(Instruction): Lay out the listing as a Markdown table with the columns Row and Line. Begin at the line that contains "One marker serves each instance of the shop", stop after the final line of the listing, and leave out blank lines.

### Data provided ###

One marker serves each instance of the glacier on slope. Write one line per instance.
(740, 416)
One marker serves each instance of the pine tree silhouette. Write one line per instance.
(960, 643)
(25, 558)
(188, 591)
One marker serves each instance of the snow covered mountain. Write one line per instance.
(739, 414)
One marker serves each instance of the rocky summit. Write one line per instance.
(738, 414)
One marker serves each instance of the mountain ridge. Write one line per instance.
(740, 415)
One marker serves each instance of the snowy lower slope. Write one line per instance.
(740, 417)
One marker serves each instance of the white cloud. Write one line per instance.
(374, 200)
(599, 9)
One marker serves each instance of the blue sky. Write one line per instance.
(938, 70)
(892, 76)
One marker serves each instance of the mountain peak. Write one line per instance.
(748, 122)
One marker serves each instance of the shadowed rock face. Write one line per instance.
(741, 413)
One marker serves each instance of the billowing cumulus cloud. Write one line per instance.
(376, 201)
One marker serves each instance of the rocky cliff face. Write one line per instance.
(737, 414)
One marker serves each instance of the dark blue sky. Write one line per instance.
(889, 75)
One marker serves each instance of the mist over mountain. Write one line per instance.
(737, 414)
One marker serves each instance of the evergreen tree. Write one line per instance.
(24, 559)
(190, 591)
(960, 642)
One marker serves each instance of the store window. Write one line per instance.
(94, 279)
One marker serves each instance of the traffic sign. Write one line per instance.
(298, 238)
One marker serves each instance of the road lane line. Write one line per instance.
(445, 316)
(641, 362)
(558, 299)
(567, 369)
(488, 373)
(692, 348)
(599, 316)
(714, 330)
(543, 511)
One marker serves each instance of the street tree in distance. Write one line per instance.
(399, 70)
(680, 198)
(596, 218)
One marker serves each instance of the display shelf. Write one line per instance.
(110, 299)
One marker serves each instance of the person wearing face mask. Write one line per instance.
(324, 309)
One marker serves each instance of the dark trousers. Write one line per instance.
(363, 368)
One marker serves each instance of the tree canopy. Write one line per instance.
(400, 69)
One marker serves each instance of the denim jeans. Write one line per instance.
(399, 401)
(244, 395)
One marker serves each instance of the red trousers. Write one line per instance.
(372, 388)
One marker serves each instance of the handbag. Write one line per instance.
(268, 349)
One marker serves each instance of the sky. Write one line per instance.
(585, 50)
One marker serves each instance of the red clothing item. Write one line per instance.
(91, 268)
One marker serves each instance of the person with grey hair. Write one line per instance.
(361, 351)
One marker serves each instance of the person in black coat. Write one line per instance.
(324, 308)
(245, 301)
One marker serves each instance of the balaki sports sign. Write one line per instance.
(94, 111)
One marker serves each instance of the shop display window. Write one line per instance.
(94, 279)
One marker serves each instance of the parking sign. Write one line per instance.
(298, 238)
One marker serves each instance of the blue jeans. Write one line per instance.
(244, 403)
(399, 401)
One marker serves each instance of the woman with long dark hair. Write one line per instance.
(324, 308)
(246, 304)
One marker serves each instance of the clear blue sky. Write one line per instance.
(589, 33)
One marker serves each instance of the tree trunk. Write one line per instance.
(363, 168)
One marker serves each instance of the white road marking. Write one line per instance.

###

(Exercise output):
| Row | Line |
|---|---|
| 1 | One marker serves each instance of the shop display window. Write one line per instance. |
| 2 | (94, 279) |
| 3 | One marker serves each instance of the parking sign. Write one line per instance. |
| 4 | (298, 238) |
| 5 | One marker serves each instance of the blue jeans. Write one line per instance. |
| 6 | (244, 403) |
| 7 | (399, 401) |
| 8 | One marker serves each instance of the woman with long dark hair. Write one line per instance. |
| 9 | (324, 308) |
| 10 | (246, 304) |
| 11 | One marker serves each instance of the clear blue sky. Write one line per instance. |
| 12 | (589, 33) |
| 13 | One marker serves each instance of the tree trunk. Write one line per instance. |
| 14 | (363, 168) |
| 15 | One marker serves each instance of the white road marking. Write one line per instance. |